## Instructions
1. In the BigQuery interview page below, rewrite the paragraph beginning "Google BigQuery is a cloud-based" as a short bulleted list that keeps its main facts.
2. Copy everything in the BigQuery interview page from "Top Google BigQuery" down to "give some example?", substituting "analytic functions" for each occurrence of "Window Functions".

## Passage provided
Top Google BigQuery Interview Questions (2024)
What is Google BigQuery?
Explain Google BigQuery architecture?
How to batch load data into GCP BigQuery from Cloud Storage or from a local file as a batch operation?
How to create a time-unit column-partitioned table in GCP BigQuery?
What is Window Functions and why to use in GCP BigQuery?
How to use Window Functions, give some example?
How to get top 3 rank results for each group using Window Function in GCP BigQuery?
In GCP BigQuery, can you generate an extra column in the SQL Query to add a suffix to distinguish duplicate ids as "serial number"?
How to troubleshoot Common SQL Errors with BigQuery?
What query would you use to find each user between two dates in GCP BigQuery?
Q: What is Google BigQuery?
Ans:
Google BigQuery is a cloud-based big data analytics web service used for processing very large read-only data sets. BigQuery is a fully managed, serverless data warehouse that allows for scalable data processing over petabytes. It's a Platform as a Service that offers ANSI SQL querying. Machine learning capabilities are also built-in.
Q: Explain Google BigQuery architecture?
Ans:
BigQuery makes use of a large number of multi-tenant services that are driven through low-level Google infrastructure technologies like Dremel, Colossus, Jupiter, and Borg.
Dremel
- Compute is Dremel, a large multi-tenant cluster that runs SQL queries.
- Dremel creates execution trees from SQL queries. The tree's leaves, known as slots, handle the heavy work of reading data from storage and performing any required computations. The aggregation is performed by the tree's branches, which are called "mixers."
Colossus
- Storage is Colossus, Google's global storage system.
- To store data in Colossus, BigQuery uses the columnar storage format and compression algorithm, which is suited for reading massive amounts of structured data.
- Colossus also takes care of replication, recovery (in the event of disc failure), and distributed management (so there is no single point of failure). BigQuery users can use Colossus to scale to dozens of petabytes of data stored in real time.

## Excerpted data
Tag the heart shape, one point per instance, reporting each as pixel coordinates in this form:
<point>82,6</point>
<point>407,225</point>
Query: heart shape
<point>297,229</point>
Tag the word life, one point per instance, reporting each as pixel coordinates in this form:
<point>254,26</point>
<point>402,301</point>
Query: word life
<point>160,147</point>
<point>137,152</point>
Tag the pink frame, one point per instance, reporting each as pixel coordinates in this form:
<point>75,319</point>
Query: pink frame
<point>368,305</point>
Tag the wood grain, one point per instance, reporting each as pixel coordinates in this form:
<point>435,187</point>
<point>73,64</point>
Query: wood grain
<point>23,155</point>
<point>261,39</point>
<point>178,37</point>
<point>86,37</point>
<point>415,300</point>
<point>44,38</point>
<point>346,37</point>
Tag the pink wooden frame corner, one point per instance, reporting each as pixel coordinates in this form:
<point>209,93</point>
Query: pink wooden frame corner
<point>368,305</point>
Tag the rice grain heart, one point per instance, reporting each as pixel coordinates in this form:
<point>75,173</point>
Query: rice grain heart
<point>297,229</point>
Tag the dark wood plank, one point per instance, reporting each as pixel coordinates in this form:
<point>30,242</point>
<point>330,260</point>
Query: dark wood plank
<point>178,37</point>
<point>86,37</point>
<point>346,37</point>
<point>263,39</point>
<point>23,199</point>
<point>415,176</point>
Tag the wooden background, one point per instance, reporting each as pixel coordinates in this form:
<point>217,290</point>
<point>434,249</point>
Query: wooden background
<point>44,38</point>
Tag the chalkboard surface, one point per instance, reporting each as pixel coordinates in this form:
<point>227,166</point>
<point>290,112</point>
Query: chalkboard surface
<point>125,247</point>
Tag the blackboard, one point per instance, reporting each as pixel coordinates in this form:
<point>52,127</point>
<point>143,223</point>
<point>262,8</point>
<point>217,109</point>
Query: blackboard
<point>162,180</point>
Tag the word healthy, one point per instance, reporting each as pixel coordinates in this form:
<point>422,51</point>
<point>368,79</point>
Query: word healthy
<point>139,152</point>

## Outputs for the tasks
1.
- Cloud-based big data analytics web service for processing very large read-only data sets
- Fully managed, serverless data warehouse with scalable processing over petabytes
- Platform as a Service offering ANSI SQL querying
- Built-in machine learning capabilities

2.
Top Google BigQuery Interview Questions (2024)
What is Google BigQuery?
Explain Google BigQuery architecture?
How to batch load data into GCP BigQuery from Cloud Storage or from a local file as a batch operation?
How to create a time-unit column-partitioned table in GCP BigQuery?
What is analytic functions and why to use in GCP BigQuery?
How to use analytic functions, give some example?